- _EXTRACT TO READ_:
════

Hey… Hey, Spoilerite! Ya wanna hear about a comic book that’s just plain ol’ TERRIBLE? I got your back. Your Major Spoilers Retro Review of Peter Parker: Spider-Man #75 awaits!
PETER PARKER: SPIDER-MAN #75
Writer: Howard Mackie
Penciler: John Romita Jr.
Inker: Scott Hanna
Colorist: Kevin Tinsley
Letterer: Richard Starkings/Liz Agarphiotis/Comicraft
Editor: Ralph Macchio
Publisher: Marvel Comics
Cover Price: $2.95
Current Near-Mint Pricing: $3.00
Release Date: October 16, 1996
Previously in Spider-Man: The decision to marry Peter Parker to Mary Jane Watson in 1987 was among the last big decisions involving Jim Shooter as Marvel Comics Editor-In-Chief, and almost immediately, there was regret among Marvel’s editorial staff. A plan was hatched involving a decade-old story wherein Spider-Man had been cloned by his college professor, with twists and turns and nonsensical back-and-forth battles between various writers ending up with married Peter being revealed to have been the clone all along. As for the REAL Peter, he had spent “five years” wandering the Earth calling himself Ben Reilly, finally returning to New York and taking up his mask once again to allow Peter and MJ to retire and take care of the baby they had been expecting. Peter returned to the city around the time of the Onslaught crisis, while a mysterious manipulator in the shadows began bedeviling Spider-Ben.
Who could this strange being be?

════

Point localization data:

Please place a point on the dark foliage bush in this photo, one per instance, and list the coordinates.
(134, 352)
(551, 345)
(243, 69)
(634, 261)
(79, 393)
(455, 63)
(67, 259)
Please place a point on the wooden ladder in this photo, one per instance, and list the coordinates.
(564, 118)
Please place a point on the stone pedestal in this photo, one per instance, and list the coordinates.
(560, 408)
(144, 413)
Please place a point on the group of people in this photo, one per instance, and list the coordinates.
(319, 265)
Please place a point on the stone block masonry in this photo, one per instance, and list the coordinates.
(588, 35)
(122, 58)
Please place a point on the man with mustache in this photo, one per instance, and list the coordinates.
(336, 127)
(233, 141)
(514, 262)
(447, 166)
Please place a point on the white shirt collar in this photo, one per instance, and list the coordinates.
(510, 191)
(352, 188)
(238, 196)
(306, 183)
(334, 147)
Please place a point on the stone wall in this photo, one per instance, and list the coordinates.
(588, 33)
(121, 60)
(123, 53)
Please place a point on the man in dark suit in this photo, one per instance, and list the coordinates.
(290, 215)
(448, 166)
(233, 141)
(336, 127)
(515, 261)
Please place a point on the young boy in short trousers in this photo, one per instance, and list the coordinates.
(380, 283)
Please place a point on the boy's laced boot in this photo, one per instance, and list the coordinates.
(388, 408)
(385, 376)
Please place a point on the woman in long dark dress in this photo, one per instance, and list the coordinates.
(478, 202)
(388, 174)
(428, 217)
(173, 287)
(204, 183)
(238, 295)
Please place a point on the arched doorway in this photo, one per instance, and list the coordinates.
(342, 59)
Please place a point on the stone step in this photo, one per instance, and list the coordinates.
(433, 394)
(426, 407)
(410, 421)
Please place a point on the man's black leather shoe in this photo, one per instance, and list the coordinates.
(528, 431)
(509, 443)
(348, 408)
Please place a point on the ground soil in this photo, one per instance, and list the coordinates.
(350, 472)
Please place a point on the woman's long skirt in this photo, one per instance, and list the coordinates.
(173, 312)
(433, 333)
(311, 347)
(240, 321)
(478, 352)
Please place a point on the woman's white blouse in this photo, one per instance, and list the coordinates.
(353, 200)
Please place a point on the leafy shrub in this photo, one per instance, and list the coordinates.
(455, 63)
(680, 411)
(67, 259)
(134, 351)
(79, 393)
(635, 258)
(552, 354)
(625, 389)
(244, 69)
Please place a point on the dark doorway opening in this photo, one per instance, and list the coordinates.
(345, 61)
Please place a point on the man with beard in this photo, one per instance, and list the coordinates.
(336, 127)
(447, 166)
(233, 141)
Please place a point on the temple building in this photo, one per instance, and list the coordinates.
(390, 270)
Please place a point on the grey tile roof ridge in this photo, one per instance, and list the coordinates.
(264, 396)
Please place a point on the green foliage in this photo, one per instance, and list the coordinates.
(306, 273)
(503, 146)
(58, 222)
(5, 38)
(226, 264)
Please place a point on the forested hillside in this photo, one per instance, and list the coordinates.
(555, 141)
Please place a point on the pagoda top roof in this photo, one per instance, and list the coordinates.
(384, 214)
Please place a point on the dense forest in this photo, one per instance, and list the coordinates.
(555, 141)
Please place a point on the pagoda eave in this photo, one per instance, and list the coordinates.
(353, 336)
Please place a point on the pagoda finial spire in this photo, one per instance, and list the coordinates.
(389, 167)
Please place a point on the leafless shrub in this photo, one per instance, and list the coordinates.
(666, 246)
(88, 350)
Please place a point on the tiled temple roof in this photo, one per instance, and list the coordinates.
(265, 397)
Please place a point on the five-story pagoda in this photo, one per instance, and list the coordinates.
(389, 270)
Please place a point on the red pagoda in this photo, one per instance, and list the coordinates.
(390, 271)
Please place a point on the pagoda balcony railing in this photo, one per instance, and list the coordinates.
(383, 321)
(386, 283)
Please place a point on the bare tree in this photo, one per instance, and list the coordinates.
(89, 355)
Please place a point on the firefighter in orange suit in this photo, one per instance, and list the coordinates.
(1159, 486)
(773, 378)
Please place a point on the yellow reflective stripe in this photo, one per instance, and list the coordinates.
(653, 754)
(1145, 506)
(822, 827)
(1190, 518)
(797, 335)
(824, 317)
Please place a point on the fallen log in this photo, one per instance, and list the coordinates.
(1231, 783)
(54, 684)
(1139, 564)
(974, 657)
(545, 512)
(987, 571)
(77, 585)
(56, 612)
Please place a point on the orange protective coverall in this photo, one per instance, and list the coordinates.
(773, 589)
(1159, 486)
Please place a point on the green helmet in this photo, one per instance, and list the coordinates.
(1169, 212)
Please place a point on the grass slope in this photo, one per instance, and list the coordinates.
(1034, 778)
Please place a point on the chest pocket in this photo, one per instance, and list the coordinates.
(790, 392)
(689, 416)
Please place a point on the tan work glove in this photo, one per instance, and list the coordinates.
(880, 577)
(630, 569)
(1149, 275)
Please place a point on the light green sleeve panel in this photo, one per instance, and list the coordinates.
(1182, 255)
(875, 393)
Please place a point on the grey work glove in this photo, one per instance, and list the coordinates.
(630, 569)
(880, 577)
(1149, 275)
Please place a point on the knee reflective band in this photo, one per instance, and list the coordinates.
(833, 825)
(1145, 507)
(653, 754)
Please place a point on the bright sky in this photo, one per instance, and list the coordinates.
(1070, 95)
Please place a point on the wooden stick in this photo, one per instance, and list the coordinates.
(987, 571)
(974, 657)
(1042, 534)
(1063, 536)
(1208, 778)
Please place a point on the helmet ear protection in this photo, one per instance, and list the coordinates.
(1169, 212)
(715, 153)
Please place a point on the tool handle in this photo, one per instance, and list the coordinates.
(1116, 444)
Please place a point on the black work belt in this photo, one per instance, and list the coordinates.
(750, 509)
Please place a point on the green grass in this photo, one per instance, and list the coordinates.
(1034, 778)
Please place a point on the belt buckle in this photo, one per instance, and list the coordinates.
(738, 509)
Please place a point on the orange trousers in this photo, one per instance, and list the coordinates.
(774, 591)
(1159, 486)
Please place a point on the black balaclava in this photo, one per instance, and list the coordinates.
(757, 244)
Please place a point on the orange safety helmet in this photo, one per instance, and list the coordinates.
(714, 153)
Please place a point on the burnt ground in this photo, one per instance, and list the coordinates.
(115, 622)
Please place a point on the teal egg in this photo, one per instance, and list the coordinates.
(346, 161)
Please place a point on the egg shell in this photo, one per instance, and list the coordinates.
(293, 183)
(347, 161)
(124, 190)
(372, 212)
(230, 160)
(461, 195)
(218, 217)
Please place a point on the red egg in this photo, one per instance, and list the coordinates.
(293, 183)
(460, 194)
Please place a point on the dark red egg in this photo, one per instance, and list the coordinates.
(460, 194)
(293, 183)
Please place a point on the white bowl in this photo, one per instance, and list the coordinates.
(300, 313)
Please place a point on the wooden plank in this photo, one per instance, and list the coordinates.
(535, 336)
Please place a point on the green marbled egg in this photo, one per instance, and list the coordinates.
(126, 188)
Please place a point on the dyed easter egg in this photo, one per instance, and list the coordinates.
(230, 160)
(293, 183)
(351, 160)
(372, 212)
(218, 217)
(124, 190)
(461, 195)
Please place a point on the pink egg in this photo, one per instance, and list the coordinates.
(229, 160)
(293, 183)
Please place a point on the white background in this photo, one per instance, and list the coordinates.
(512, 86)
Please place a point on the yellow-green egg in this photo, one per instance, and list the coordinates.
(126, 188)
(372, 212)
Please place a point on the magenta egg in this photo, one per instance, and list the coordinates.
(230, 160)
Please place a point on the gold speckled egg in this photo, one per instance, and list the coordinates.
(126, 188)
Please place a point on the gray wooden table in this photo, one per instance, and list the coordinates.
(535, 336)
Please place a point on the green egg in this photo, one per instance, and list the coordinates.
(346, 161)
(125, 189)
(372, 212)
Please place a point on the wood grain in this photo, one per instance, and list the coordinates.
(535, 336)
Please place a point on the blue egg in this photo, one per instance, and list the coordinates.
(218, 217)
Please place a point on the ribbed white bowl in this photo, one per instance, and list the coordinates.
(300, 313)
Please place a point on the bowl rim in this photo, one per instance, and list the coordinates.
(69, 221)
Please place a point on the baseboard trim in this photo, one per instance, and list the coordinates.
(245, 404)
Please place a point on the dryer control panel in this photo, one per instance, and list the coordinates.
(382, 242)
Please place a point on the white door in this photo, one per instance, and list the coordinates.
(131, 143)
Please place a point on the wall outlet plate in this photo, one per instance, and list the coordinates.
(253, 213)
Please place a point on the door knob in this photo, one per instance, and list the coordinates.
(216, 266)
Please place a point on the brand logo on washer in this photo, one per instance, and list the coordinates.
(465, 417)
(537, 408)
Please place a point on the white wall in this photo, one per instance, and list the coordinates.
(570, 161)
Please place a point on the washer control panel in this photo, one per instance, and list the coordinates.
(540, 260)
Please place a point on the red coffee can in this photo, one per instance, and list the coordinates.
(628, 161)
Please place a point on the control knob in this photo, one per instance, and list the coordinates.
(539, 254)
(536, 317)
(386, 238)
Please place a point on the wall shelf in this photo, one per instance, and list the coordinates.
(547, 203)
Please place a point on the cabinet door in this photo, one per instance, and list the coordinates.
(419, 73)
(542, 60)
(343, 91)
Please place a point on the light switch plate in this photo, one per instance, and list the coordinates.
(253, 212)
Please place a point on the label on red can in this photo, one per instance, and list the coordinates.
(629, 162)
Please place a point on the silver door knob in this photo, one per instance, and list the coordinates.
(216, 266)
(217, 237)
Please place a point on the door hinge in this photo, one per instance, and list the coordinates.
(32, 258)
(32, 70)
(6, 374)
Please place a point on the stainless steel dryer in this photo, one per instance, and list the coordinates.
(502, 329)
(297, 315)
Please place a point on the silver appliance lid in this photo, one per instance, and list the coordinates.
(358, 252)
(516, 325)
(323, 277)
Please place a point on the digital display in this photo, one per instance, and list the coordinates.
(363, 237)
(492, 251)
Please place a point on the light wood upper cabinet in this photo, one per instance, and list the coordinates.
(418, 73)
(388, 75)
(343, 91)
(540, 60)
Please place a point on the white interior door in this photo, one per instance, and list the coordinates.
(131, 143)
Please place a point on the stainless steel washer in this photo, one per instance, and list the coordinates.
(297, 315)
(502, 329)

════

- _BRIEF 1_: Revise the Spider-Man review's text from "Hey… Hey, Spoilerite!" up to and including "John Romita Jr.", putting "AWFUL" in place of "TERRIBLE".
- _BRIEF 2_:
Answer these questions from the Spider-Man review:
(a) Who is listed as the inker?
(b) What was the cover price?
(c) In what year was the decision made to marry Peter Parker to Mary Jane Watson?
The records aren't needed for any of this.

- _PROBLEM SOLUTION 1_:
Hey… Hey, Spoilerite! Ya wanna hear about a comic book that’s just plain ol’ AWFUL? I got your back. Your Major Spoilers Retro Review of Peter Parker: Spider-Man #75 awaits!
PETER PARKER: SPIDER-MAN #75
Writer: Howard Mackie
Penciler: John Romita Jr.

- _PROBLEM SOLUTION 2_:
(a) Scott Hanna
(b) $2.95
(c) 1987